• [DESCRIPTION OF THE TASK]: Return every line of the listing below, unchanged, from its first line to the line holding "Target: orange strap", that line included.

*** Opening RECORDS ***

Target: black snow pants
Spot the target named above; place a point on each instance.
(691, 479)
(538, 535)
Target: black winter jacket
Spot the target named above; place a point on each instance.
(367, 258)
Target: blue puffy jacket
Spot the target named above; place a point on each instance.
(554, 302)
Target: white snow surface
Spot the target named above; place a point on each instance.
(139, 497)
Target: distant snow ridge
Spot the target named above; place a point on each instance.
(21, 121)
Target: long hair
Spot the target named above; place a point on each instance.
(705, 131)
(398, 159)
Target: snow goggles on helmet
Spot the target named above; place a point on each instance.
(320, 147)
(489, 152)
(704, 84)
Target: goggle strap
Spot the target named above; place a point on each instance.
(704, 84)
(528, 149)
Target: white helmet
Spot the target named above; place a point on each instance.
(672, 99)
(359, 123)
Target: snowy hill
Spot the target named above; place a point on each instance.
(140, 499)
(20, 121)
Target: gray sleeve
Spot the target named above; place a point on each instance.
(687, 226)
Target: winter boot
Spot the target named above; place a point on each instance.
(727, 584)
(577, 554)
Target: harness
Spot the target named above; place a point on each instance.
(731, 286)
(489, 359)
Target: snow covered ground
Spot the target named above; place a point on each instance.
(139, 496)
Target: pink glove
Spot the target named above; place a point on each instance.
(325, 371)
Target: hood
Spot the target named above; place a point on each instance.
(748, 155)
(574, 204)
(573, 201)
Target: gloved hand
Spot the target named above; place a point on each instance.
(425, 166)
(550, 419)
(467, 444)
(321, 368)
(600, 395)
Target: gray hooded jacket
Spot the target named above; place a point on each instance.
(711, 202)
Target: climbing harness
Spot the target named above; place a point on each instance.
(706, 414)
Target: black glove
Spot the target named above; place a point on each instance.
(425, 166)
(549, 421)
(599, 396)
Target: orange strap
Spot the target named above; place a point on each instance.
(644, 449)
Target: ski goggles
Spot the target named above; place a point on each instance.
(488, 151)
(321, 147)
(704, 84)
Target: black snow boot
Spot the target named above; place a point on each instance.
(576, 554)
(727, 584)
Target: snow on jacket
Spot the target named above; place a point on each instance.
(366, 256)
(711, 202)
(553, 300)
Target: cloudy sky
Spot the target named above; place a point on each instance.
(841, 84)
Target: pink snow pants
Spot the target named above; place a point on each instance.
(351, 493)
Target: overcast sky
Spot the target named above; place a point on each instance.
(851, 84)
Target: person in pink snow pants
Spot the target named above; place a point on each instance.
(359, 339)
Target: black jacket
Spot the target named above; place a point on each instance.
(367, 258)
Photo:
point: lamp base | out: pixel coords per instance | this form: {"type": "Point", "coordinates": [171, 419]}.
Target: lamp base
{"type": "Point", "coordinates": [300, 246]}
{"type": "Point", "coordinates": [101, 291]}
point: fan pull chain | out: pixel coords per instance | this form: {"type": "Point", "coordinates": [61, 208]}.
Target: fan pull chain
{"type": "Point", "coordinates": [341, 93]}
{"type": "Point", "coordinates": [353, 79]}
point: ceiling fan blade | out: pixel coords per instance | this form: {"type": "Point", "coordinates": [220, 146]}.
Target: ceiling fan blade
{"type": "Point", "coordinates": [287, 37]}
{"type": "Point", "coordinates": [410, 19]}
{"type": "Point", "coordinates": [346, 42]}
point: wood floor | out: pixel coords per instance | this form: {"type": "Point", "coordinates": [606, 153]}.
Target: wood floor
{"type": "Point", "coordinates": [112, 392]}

*** Closing RECORDS ***

• [TASK RESPONSE]:
Target: black snow pants
Spot the target named above; place a point on each instance.
(691, 479)
(538, 535)
Target: black winter jacket
Spot the target named above; place a point on each instance.
(367, 258)
Target: blue puffy jacket
Spot the target named above; place a point on each instance.
(554, 302)
Target: white snow surface
Spot the target named above; place a point on each instance.
(139, 497)
Target: distant snow ridge
Spot the target named above; place a point on each instance.
(21, 121)
Target: long hair
Spot the target named above; place a point on each instance.
(705, 131)
(398, 159)
Target: snow goggles on helmet
Spot the target named above; place a point on each instance.
(320, 147)
(489, 152)
(704, 84)
Target: goggle strap
Spot the target named above; place a point on each instance.
(704, 84)
(528, 149)
Target: white helmet
Spot the target named above; place a point on each instance.
(672, 99)
(359, 123)
Target: snowy hill
Spot the target named above; place a point on each instance.
(140, 499)
(20, 121)
Target: gray sleeve
Spot the target named above; place a point on each instance.
(687, 226)
Target: winter boot
Spot the target named above; place a point on each instance.
(727, 584)
(577, 554)
Target: harness
Spot the target named above; place a point on each instance.
(731, 286)
(489, 359)
Target: snow covered ground
Spot the target named above; place a point on each instance.
(139, 496)
Target: pink glove
Spot the target named above; place a point on each instance.
(325, 371)
Target: hood
Spot the target named above; place a point on each instance.
(748, 155)
(574, 204)
(573, 201)
Target: gloved hand
Spot the target named above; place a point on each instance.
(425, 166)
(550, 419)
(467, 444)
(321, 368)
(600, 395)
Target: gray hooded jacket
Spot the target named above; place a point on each instance.
(711, 202)
Target: climbing harness
Spot the target named above; place a point on each instance.
(706, 414)
Target: black glove
Spot the target named above; place a point on each instance.
(425, 166)
(549, 421)
(599, 396)
Target: orange strap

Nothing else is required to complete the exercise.